The answer is the full set of records below, transcribed exactly.

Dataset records
- Opening Delimiter -

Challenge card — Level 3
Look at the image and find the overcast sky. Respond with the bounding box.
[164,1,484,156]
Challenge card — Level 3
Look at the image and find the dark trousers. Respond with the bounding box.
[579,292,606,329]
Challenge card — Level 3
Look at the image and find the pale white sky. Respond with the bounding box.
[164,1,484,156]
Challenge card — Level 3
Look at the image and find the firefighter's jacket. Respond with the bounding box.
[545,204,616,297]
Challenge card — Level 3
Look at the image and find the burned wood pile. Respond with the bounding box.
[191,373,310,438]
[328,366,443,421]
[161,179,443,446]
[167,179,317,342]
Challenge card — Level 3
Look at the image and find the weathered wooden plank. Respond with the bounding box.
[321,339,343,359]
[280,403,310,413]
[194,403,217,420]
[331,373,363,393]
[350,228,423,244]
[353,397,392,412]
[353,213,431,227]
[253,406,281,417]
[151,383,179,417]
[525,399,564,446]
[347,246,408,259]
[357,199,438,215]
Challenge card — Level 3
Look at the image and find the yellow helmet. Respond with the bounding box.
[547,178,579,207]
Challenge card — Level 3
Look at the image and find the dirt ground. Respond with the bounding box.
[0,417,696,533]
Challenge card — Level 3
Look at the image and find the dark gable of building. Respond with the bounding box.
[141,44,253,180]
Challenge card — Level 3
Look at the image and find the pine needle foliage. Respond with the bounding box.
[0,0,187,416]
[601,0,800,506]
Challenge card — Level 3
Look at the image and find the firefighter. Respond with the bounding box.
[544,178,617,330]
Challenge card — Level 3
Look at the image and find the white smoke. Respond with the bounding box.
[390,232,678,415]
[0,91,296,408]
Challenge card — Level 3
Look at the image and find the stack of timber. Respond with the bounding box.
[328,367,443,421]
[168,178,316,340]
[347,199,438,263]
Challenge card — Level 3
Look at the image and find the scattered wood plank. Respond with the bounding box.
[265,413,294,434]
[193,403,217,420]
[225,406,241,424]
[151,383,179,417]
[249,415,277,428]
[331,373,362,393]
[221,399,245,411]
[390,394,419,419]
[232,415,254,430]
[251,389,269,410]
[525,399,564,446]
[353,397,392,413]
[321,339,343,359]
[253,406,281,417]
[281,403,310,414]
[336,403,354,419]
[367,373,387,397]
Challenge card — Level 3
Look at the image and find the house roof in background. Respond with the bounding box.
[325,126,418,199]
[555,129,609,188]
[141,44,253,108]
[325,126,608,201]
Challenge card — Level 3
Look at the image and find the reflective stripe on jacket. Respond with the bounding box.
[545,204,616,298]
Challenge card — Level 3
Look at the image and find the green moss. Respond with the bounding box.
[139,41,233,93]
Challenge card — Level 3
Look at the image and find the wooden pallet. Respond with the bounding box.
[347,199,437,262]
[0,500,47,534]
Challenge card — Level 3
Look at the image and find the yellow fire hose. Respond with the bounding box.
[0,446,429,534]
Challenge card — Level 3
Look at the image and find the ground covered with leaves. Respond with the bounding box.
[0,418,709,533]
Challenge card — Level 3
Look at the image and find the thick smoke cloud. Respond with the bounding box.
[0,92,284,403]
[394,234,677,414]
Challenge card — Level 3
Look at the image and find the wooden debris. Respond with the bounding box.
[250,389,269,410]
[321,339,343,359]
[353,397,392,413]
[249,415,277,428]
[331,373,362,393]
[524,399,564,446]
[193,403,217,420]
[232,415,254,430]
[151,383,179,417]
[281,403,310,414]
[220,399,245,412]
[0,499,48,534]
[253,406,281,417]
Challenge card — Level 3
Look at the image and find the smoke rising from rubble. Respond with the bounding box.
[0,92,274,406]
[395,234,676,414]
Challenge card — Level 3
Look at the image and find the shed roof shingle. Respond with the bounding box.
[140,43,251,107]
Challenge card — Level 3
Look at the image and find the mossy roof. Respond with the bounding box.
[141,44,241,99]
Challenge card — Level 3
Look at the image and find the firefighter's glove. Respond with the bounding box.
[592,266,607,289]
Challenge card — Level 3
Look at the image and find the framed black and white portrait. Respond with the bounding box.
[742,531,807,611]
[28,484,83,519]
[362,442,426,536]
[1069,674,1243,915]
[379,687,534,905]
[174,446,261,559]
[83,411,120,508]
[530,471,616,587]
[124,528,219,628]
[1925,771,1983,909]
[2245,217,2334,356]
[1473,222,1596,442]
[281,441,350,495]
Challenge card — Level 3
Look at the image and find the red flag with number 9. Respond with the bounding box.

- Closing Delimiter -

**ANSWER TO THIS PROBLEM:**
Challenge card — Level 3
Look at the image and find the overcast sky. Respond with the bounding box.
[164,1,484,156]
Challenge card — Level 3
Look at the image and find the dark trousers. Respond with the bounding box.
[579,292,606,329]
Challenge card — Level 3
Look at the image and find the pale white sky. Respond with the bounding box.
[164,1,484,156]
Challenge card — Level 3
Look at the image and find the firefighter's jacket. Respond with the bounding box.
[545,204,616,297]
Challenge card — Level 3
Look at the image and find the burned wood pile. Respond with the bounding box.
[191,373,310,438]
[328,366,443,421]
[161,179,443,446]
[167,179,317,342]
Challenge card — Level 3
Look at the image and find the weathered wooden plank. Respond with the bounding box.
[321,339,343,359]
[280,403,310,413]
[194,403,217,420]
[331,373,363,393]
[350,228,423,244]
[353,397,392,412]
[353,213,431,227]
[253,406,281,417]
[151,383,179,417]
[525,399,564,446]
[347,246,408,259]
[357,199,438,215]
Challenge card — Level 3
Look at the image and find the yellow helmet. Respond with the bounding box.
[547,178,579,207]
Challenge card — Level 3
Look at the image and find the dirt ground. Respond with the bounding box.
[0,417,696,533]
Challenge card — Level 3
Look at the image and find the dark gable of building. Respond with the bounding box.
[141,44,253,180]
Challenge card — Level 3
Look at the image and find the pine needle foliage. Respond with the bounding box.
[0,0,187,416]
[601,0,800,506]
Challenge card — Level 3
Look at the image and find the firefighter. Respond with the bounding box.
[544,178,617,330]
Challenge card — Level 3
Look at the image and find the white smoke. Respond with the bounding box.
[390,232,678,415]
[0,91,296,408]
Challenge card — Level 3
Look at the image and find the stack of timber. Respond with the bounding box.
[328,367,443,421]
[168,178,316,340]
[347,199,438,263]
Challenge card — Level 3
Look at the image and find the scattered wood plank. Respond with the bounding box.
[265,413,294,434]
[193,403,217,420]
[225,406,241,424]
[151,383,179,417]
[249,415,277,428]
[331,373,362,393]
[221,399,245,411]
[390,394,419,419]
[232,415,254,430]
[251,389,269,410]
[525,399,564,446]
[353,397,392,413]
[321,339,343,359]
[253,406,281,417]
[281,403,310,414]
[336,403,354,419]
[367,373,387,397]
Challenge card — Level 3
Look at the image and find the house roof in background. Respond with the bounding box.
[325,126,418,199]
[555,129,609,188]
[141,44,253,108]
[325,126,608,201]
Challenge card — Level 3
Look at the image and find the reflective stripe on jacket. Respond with the bounding box.
[545,204,616,298]
Challenge card — Level 3
Look at the image and find the green moss. Respond with the bounding box.
[139,41,233,93]
Challenge card — Level 3
Look at the image and find the wooden pallet. Respond with the bounding box.
[347,199,437,262]
[0,500,47,534]
Challenge card — Level 3
Look at the image and find the yellow fire hose. Respond with the bounding box.
[0,446,429,534]
Challenge card — Level 3
Look at the image and find the ground covered with leaves. Respond with the bounding box.
[0,418,709,533]
Challenge card — Level 3
Look at the image and find the thick smoke cloud. Respond with the bounding box.
[0,92,284,403]
[394,234,677,414]
Challenge card — Level 3
Look at the image and find the wooden debris. Respond with the bounding box.
[250,389,269,410]
[321,339,343,359]
[353,397,392,413]
[249,415,277,428]
[331,373,362,393]
[524,399,564,446]
[193,403,217,420]
[232,415,254,430]
[151,383,179,417]
[281,403,310,414]
[220,399,245,412]
[0,499,48,534]
[253,406,281,417]
Challenge card — Level 3
Look at the image and find the smoke rising from rubble. Respond with the bounding box.
[0,92,274,406]
[395,234,676,414]
Challenge card — Level 3
Look at the image and find the shed roof shingle. Respond with the bounding box.
[140,43,251,107]
Challenge card — Level 3
Look at the image and find the mossy roof. Respond with the bounding box.
[141,44,241,99]
Challenge card — Level 3
Look at the image and find the firefighter's glove. Respond with the bounding box.
[592,266,607,289]
Challenge card — Level 3
Look at the image and find the framed black and white portrait. Respond with the bounding box.
[742,531,807,611]
[28,484,83,519]
[362,442,426,536]
[1069,674,1243,915]
[379,687,534,905]
[174,446,261,559]
[83,411,120,508]
[530,471,616,587]
[124,528,219,628]
[1925,771,1983,909]
[2245,217,2334,356]
[1473,222,1596,442]
[281,441,350,495]
Challenge card — Level 3
Look at the image and find the red flag with number 9. Respond with the bounding box.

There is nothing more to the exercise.